I have a giant love this big for countertenors , and I already very much liked David Daniels, who is a consummate musician -- Daniels was why I checked this recording out to begin with -- the "O Clemens," where Daniels so perfectly matches the timbre and line of the violins that sometimes you aren't sure which is which, would have sold me on it to begin with -- but he and Roschmann together with the extremely-small (two violins, viola, basso continuo) instrumentalist group (the way it's done here, it's much less like the instrumentalists are accompanying the singers, and more like all the musicians are performing a chamber music work, instrumentalists-singers all partners, all moving together like one entity though in different lines, and I cannot tell you how gorgeous I think that is -- early imprinting from instrumentalist background and college choir, yes) -- anyway, flailing long sentence aside, Daniels and Roschmann and the instrumentalists all taken together make me want to either cry or call up all the people I know who would be willing to sing duets with me. Or maybe both. The solos are okay (it's only Daniels' "O Clemens" that makes me shiver and drop whatever I'm holding, the rest are just nice), but it's the duets that just knock the breath out of me.

It's a highly idiosyncratic recording, mind you, and so although I love it like whoa, I'm not even sure I recommend it unless you share my extreme bias towards small-group music. It's the only recording I know of this piece that is so very reminiscent of chamber music, and I can imagine it coming across as too theatrical, although personally I love the theatrical element as well. Also, I have no desire to listen to Roschmann in any other setting, as her voice is a bit on the warbly side, but it goes very well with Daniels' voice and with the timbre of the instruments.
- - - -
**Written problem 1**
List every line in the listing below that contains the string "green".

**Excerpts from location labeling data**
- - - -
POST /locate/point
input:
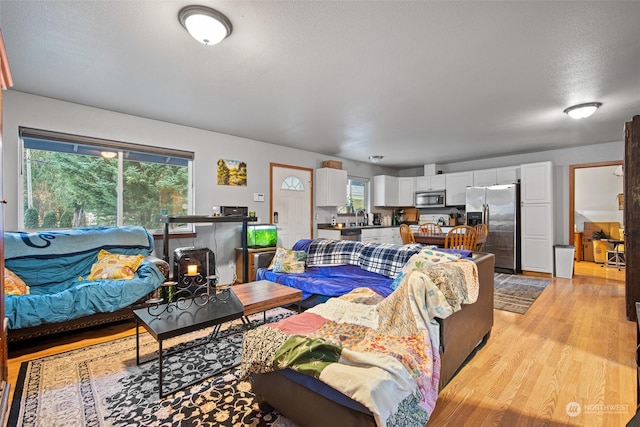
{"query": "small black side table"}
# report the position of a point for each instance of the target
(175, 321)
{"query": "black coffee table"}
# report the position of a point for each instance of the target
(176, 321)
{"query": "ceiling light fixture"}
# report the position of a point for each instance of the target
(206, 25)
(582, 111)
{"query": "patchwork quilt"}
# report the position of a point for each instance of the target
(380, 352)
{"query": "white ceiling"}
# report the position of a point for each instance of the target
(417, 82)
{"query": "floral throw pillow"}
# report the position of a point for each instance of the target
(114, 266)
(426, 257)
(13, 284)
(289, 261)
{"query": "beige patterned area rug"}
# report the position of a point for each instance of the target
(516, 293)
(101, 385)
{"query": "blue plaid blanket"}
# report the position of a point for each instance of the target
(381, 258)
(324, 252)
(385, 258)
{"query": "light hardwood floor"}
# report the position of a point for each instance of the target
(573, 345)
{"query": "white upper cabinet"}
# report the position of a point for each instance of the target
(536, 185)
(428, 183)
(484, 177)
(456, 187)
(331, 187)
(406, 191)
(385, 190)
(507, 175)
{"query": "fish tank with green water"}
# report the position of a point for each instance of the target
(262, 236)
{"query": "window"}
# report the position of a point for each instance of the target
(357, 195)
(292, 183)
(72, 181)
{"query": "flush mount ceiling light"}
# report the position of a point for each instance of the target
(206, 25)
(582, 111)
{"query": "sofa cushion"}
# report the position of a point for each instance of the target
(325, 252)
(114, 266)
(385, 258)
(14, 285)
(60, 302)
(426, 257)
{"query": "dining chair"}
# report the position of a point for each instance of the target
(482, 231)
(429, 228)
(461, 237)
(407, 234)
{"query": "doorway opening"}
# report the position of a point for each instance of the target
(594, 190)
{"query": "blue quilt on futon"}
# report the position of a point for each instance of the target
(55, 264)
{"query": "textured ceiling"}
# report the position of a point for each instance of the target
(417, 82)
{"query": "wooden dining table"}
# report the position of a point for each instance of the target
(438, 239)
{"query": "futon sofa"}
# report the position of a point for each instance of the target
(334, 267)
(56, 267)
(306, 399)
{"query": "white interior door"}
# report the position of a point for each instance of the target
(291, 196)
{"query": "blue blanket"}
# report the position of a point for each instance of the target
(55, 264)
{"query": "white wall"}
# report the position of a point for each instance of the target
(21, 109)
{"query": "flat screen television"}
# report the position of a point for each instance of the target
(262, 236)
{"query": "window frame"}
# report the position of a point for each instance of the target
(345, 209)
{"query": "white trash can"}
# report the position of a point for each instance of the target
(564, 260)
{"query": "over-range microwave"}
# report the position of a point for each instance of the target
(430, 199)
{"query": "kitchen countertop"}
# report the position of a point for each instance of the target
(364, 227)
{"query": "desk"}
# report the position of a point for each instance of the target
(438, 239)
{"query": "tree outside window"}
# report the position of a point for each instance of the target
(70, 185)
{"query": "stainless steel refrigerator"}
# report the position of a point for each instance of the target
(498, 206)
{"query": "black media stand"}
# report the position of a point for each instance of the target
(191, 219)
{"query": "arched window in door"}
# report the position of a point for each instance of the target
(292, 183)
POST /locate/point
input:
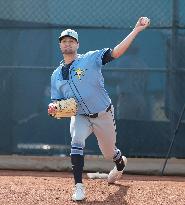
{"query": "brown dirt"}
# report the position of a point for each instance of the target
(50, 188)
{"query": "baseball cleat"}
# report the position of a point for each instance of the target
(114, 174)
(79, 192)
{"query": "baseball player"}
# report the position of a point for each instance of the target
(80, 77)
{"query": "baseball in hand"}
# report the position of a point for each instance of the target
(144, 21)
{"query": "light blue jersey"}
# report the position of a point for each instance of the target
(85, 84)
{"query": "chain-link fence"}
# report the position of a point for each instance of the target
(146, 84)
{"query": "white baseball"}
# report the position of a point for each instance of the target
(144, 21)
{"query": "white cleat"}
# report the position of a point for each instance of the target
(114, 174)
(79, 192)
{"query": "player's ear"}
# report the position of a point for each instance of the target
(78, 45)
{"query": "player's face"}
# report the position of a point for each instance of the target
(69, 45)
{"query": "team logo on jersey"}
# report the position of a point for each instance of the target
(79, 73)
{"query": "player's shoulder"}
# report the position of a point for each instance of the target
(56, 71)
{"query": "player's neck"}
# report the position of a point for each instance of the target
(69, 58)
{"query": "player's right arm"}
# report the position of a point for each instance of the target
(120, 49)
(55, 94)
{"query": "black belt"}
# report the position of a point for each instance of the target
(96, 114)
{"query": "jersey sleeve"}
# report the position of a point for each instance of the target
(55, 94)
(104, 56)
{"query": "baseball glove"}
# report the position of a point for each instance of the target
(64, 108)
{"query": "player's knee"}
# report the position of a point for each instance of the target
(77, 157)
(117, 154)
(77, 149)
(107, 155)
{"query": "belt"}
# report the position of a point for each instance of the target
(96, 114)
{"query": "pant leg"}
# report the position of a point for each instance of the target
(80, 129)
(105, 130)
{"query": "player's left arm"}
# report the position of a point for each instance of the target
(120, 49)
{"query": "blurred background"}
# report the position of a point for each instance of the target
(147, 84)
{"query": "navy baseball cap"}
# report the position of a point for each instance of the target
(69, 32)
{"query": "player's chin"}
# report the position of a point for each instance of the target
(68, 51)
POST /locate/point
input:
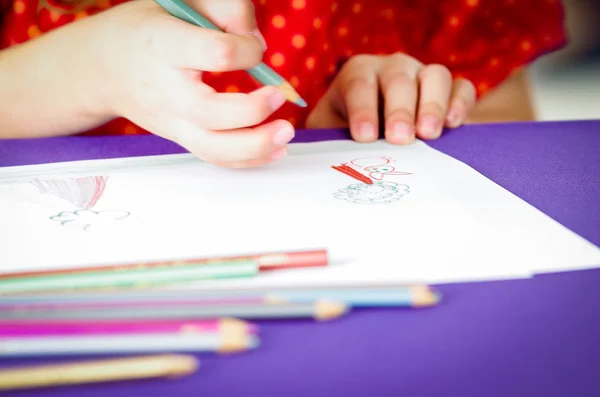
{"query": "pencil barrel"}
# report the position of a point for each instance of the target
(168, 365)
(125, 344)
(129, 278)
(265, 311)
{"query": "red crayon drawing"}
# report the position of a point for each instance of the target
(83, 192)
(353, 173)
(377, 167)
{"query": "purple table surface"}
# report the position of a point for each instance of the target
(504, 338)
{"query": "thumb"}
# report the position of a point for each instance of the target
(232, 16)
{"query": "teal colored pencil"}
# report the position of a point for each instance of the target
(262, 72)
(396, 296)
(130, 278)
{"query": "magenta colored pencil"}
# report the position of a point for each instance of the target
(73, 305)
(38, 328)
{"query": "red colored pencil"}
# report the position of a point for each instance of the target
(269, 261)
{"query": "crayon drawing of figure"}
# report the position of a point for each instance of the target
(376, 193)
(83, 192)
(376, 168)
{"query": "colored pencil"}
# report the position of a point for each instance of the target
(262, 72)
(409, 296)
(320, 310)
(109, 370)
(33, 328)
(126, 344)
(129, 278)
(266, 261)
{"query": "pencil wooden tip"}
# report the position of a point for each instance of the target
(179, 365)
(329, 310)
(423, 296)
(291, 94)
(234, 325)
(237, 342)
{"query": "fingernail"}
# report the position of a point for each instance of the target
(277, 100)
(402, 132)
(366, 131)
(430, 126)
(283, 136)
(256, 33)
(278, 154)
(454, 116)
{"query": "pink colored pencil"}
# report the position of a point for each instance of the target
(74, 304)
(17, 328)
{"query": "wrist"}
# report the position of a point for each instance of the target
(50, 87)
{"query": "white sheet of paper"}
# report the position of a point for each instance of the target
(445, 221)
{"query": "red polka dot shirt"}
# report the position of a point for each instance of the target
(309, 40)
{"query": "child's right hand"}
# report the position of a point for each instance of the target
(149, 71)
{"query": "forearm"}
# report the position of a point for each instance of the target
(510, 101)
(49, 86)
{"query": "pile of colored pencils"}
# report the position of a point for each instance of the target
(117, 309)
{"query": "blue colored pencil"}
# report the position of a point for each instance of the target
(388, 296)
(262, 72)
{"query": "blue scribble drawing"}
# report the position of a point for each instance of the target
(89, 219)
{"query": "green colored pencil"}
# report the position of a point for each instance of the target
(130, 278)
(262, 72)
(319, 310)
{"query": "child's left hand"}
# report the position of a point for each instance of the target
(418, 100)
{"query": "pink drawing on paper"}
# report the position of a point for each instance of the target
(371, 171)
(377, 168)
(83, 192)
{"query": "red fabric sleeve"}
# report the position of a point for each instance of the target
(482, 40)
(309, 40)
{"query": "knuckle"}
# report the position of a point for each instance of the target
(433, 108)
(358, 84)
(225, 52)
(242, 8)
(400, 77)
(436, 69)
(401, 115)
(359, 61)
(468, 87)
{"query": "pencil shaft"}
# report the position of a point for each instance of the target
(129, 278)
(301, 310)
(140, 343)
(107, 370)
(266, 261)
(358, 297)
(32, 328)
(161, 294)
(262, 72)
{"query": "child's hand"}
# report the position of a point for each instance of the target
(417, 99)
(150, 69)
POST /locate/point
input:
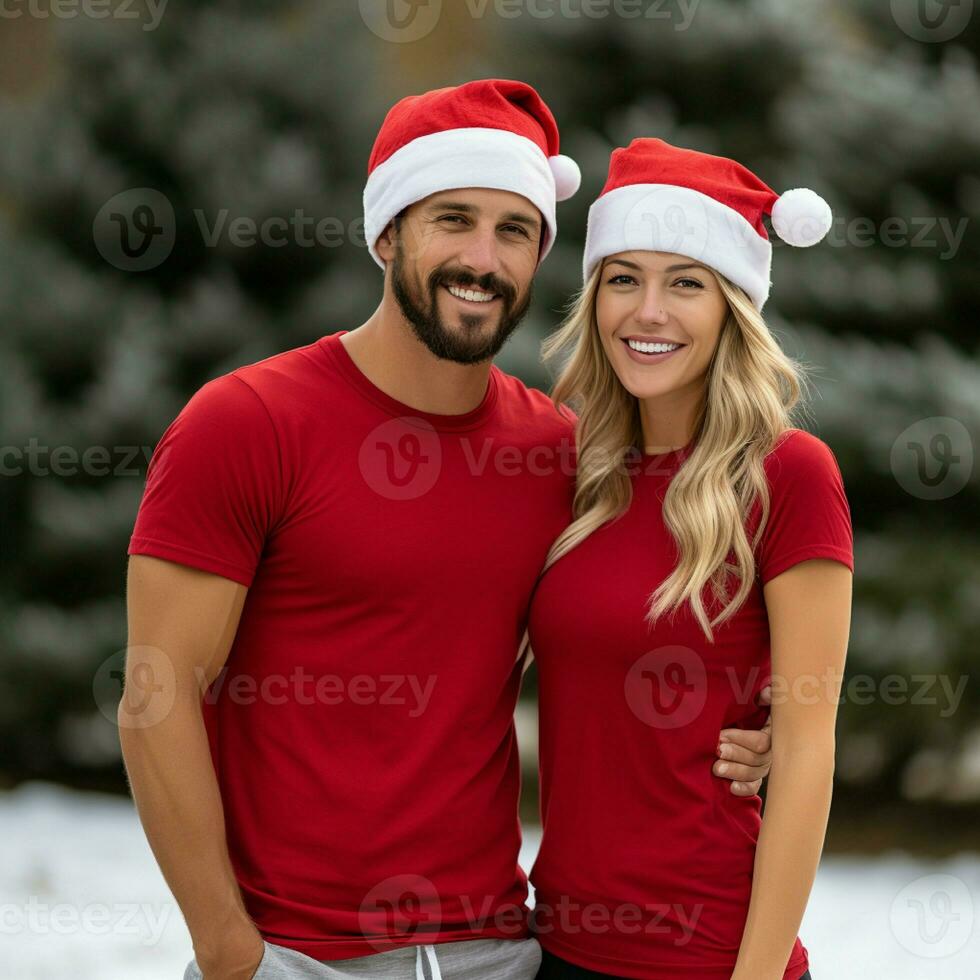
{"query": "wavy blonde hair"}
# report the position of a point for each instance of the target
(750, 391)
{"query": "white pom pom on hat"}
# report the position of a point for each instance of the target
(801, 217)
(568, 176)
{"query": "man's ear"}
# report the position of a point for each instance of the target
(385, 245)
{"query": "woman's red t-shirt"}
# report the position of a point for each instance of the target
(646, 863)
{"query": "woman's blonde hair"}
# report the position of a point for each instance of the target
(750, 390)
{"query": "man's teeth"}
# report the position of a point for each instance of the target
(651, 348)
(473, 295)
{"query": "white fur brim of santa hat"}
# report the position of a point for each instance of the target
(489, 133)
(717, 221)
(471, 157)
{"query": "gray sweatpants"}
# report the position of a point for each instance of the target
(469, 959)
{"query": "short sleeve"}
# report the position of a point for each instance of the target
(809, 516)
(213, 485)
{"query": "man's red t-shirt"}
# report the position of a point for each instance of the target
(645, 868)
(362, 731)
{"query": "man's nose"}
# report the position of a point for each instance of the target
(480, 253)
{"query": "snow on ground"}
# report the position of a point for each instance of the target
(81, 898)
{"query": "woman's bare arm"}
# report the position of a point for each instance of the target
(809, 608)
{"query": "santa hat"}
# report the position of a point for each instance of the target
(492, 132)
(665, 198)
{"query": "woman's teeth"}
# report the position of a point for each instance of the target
- - - -
**Written problem 2**
Restate word for word the stretch of the review from "It's a highly" through "of the instruments.".

**Exercise solution 1**
{"query": "fish tank with green water"}
{"query": "green colored pencil"}

**Exercise solution 2**
It's a highly idiosyncratic recording, mind you, and so although I love it like whoa, I'm not even sure I recommend it unless you share my extreme bias towards small-group music. It's the only recording I know of this piece that is so very reminiscent of chamber music, and I can imagine it coming across as too theatrical, although personally I love the theatrical element as well. Also, I have no desire to listen to Roschmann in any other setting, as her voice is a bit on the warbly side, but it goes very well with Daniels' voice and with the timbre of the instruments.